### Task directions
Could you write out the data below again, replacing every "Would you kindly" with "Could you" and leaving everything else unchanged?
★ ★ ★
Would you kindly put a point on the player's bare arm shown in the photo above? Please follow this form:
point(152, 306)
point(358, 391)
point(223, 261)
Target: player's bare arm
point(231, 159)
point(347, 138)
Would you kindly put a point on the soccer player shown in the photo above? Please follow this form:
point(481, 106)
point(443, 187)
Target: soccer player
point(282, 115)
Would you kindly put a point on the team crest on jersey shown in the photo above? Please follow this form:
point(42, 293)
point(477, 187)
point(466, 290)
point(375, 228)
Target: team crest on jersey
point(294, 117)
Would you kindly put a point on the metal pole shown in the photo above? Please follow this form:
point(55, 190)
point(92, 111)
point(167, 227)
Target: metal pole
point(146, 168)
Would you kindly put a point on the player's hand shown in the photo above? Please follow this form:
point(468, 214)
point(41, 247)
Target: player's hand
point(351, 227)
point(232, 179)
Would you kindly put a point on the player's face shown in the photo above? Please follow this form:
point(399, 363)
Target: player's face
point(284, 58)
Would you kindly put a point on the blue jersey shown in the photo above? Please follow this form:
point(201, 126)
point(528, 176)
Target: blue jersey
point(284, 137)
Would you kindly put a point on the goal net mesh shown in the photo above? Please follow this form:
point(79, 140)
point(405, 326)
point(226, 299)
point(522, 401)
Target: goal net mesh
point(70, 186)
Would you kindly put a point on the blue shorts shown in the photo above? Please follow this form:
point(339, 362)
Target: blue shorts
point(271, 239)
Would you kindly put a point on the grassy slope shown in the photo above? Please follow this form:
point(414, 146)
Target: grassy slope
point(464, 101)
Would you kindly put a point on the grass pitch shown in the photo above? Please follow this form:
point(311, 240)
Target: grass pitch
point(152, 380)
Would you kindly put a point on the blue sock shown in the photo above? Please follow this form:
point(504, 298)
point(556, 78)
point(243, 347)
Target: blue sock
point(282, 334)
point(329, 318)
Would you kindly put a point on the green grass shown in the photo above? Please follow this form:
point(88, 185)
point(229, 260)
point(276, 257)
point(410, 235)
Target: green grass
★ ★ ★
### Complete response
Could you put a point on the player's bare arm shown in the photo above? Please follow this form:
point(152, 306)
point(358, 391)
point(223, 261)
Target: player's bare arm
point(231, 159)
point(347, 138)
Could you put a point on the soccer player shown in the photo above? Please follow this form:
point(481, 106)
point(443, 187)
Target: soccer player
point(282, 115)
Could you put a point on the team crest on jersey shown in the photo above? Please follow this form:
point(42, 293)
point(477, 187)
point(466, 290)
point(375, 228)
Target: team crest on jersey
point(294, 117)
Could you put a point on the metal pole shown in the photo above? Please follow this form:
point(55, 190)
point(92, 111)
point(167, 227)
Target: metal pole
point(146, 168)
Could you put a point on the player's hand shown in the photo above? Please follow this form:
point(468, 214)
point(41, 247)
Target: player's hand
point(351, 227)
point(232, 179)
Could you put a point on the player's face shown in the photo above? Please follow this form:
point(399, 363)
Target: player's face
point(284, 58)
Could you put a point on the blue jersey shown in the photo above? Please follow this form:
point(201, 126)
point(528, 176)
Target: blue jersey
point(284, 137)
Could you put a point on the goal net mesh shown in the photo above? Please follow this form:
point(79, 140)
point(405, 326)
point(226, 299)
point(522, 401)
Target: goal net mesh
point(70, 186)
Could you put a point on the blue shorts shown in the photo above? Please follow this form:
point(339, 362)
Target: blue shorts
point(271, 239)
Could you put a point on the grassy slope shown in the photo above? Please follow this form:
point(414, 146)
Target: grassy slope
point(464, 101)
Could you put a point on the grass pitch shown in the photo above? Please follow this form:
point(311, 240)
Target: grass pitch
point(152, 380)
Could you put a point on the blue sock shown in the photo above? Please follow this form:
point(504, 298)
point(556, 78)
point(243, 347)
Target: blue sock
point(282, 334)
point(329, 318)
Could you put a point on the green grass shown in the photo above? Please follow this form:
point(88, 185)
point(229, 260)
point(276, 257)
point(410, 235)
Target: green grass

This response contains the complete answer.